**What needs to be done**. Starting at the row line with "Find the large red" and ending at the one with "M60 56L67 63L101", copy those lines again with "large red banner" swapped for "big crimson banner" and everything else left as it is.

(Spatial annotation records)
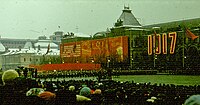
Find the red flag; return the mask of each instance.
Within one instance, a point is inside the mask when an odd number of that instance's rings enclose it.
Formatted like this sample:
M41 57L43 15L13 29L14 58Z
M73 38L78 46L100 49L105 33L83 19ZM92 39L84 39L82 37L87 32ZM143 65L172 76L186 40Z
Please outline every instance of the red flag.
M187 28L186 28L185 32L186 32L186 36L187 36L188 38L191 38L192 40L194 40L194 39L196 39L196 38L199 37L199 36L194 35L194 34L193 34L189 29L187 29Z
M47 55L49 53L49 50L50 50L50 43L48 44L48 47L47 47L47 52L45 55Z

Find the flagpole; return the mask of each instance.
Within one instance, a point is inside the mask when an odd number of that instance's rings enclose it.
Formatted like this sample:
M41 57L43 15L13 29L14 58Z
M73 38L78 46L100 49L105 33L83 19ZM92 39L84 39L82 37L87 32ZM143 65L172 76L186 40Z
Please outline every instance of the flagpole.
M185 67L185 29L183 30L183 69Z

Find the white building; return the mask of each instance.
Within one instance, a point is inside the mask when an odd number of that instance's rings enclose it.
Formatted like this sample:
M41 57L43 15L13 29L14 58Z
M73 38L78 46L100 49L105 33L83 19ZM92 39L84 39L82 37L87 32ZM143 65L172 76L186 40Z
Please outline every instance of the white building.
M0 43L1 49L5 47ZM0 52L5 52L5 50ZM1 54L0 64L2 70L15 69L18 66L29 67L41 64L45 59L50 59L49 63L51 63L51 57L59 57L59 55L58 45L50 40L38 40L34 44L27 41L23 48L8 49L7 52Z

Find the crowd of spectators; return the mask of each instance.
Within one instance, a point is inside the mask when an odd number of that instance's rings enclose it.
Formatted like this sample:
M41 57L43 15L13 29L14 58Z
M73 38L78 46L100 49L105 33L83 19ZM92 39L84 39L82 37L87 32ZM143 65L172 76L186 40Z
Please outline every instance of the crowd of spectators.
M191 103L198 103L199 96L193 96L198 93L199 85L113 80L46 81L24 78L14 70L7 70L2 75L0 105L200 105Z

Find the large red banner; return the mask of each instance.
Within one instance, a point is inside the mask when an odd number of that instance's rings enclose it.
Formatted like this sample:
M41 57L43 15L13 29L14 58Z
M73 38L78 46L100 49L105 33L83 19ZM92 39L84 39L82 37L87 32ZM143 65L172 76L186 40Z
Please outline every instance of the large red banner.
M60 56L67 63L101 63L107 57L123 61L128 57L128 36L64 43Z

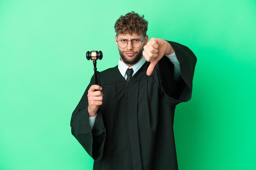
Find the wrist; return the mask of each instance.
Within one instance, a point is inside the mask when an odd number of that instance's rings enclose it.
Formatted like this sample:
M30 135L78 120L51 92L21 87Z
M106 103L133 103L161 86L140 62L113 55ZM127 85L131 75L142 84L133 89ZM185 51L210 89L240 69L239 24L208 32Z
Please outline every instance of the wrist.
M166 44L166 47L164 51L164 55L169 55L172 54L173 54L175 51L173 48L173 47L171 46L171 44L167 41L165 41L165 43Z
M96 116L97 111L93 111L88 107L88 113L89 117L93 117Z

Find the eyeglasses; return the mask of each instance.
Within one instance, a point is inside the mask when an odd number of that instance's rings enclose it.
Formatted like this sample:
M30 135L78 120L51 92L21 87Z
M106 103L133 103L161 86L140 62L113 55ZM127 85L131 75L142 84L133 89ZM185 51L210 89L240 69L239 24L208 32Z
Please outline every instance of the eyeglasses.
M132 46L135 48L138 48L141 45L142 41L144 41L145 37L141 40L139 39L133 39L131 40L126 40L126 39L119 39L119 40L117 40L117 44L119 47L121 48L124 48L128 46L128 41L131 41L132 42Z

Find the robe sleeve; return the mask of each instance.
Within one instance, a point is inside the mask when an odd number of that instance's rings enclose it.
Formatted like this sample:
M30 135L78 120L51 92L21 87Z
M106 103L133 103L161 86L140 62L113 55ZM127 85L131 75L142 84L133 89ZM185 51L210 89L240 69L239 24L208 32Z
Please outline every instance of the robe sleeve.
M72 114L70 126L72 134L88 154L94 159L98 160L102 156L106 130L100 109L97 112L97 117L92 130L90 127L87 94L93 83L93 77Z
M174 80L173 65L166 57L159 61L158 70L161 86L169 98L167 100L172 102L170 105L173 105L187 102L191 98L197 59L188 47L175 42L168 42L173 48L180 62L181 78L177 81Z

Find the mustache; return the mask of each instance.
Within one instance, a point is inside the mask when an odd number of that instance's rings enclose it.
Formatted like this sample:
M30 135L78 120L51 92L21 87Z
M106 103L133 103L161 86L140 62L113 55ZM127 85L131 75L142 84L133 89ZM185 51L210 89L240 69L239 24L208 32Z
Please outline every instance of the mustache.
M134 53L137 53L137 51L123 51L123 52L132 52Z

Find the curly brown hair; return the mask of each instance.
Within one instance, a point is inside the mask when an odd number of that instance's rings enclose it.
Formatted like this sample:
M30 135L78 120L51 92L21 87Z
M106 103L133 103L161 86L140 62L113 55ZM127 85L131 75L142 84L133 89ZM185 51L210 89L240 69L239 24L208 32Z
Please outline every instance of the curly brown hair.
M134 11L121 16L115 24L117 35L135 33L139 35L145 36L148 30L148 22L144 19L144 15L140 16Z

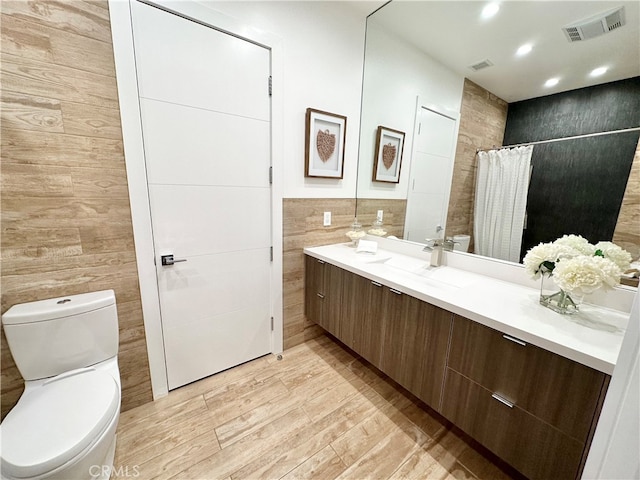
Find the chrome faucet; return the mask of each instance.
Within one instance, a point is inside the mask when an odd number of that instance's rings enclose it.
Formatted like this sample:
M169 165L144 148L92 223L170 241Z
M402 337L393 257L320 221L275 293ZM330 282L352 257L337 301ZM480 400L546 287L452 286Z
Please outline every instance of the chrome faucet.
M444 240L441 238L427 238L427 244L422 249L423 252L432 252L434 248L442 248Z
M454 242L451 237L442 238L427 238L427 245L422 249L423 252L431 252L434 248L442 248L445 252L453 251L453 246L460 242Z
M430 264L432 267L439 267L442 262L442 251L451 252L453 246L458 243L454 242L452 238L427 238L427 244L422 249L423 252L431 252Z

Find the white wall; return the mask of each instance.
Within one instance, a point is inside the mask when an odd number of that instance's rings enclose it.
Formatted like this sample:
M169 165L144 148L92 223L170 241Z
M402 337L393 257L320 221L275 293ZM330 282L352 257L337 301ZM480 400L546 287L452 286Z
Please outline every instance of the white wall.
M283 83L274 88L284 90L283 196L355 197L367 7L352 2L201 3L282 40ZM308 107L347 117L342 180L304 176Z
M613 370L582 478L640 478L640 295Z
M417 97L422 105L459 113L464 77L372 20L367 26L365 59L358 197L406 198ZM405 132L399 184L371 180L378 125Z

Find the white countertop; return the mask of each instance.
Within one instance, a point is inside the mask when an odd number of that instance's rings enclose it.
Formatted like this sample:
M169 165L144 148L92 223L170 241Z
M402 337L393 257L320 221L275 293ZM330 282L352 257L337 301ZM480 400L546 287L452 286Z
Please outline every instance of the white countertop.
M561 315L538 303L527 286L378 249L356 253L350 244L305 248L304 253L407 295L500 330L611 375L629 314L589 304Z

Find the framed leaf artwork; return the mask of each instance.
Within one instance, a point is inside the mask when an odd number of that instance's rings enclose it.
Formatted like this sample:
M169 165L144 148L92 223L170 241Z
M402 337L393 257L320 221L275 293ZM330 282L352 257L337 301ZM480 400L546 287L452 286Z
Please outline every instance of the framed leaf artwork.
M404 148L404 132L383 126L378 127L373 161L373 180L376 182L400 182L400 165Z
M305 177L342 178L347 117L307 108Z

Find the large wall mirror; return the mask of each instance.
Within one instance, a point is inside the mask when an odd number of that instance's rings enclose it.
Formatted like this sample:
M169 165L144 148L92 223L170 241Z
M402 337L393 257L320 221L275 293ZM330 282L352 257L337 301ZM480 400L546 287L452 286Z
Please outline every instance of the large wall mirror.
M525 229L548 223L551 212L559 212L558 226L523 235L515 257L502 259L517 262L527 242L581 229L599 237L589 238L594 242L611 240L602 236L615 230L613 241L637 259L640 4L507 1L495 7L394 0L368 17L358 220L366 227L382 211L391 235L422 243L469 236L473 252L477 150L534 143L528 187L558 204L537 213L542 221L527 205ZM555 85L547 83L554 78ZM387 138L388 131L402 134L402 148L399 134ZM599 135L611 131L620 132ZM567 137L577 138L547 142ZM591 162L595 157L600 163ZM379 174L387 165L393 181L376 179L376 169ZM562 169L564 183L547 178ZM593 195L581 191L576 172L595 179L588 188L604 192L602 198L588 204ZM577 203L588 204L586 219L569 209ZM623 216L626 225L619 225ZM593 225L575 225L583 220Z

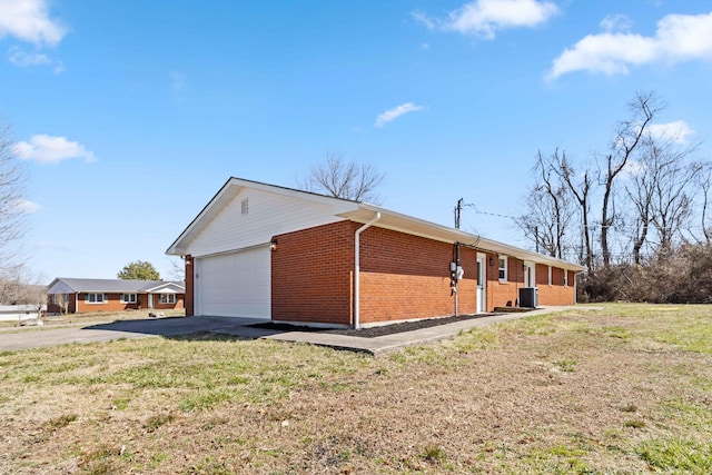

**Output for this exercise**.
Find the big crimson banner; return the mask of each instance.
Within one instance, a point is inside the mask when an odd number of that instance's rings enclose it.
Formatted like this sample:
M41 57L43 15L13 29L14 58Z
M73 38L78 46L100 49L105 33L83 19ZM92 39L84 39L82 37L87 32ZM143 65L172 76L186 40Z
Please outline every instance of the big crimson banner.
M60 56L67 63L101 63L107 57L123 61L128 57L128 36L64 43Z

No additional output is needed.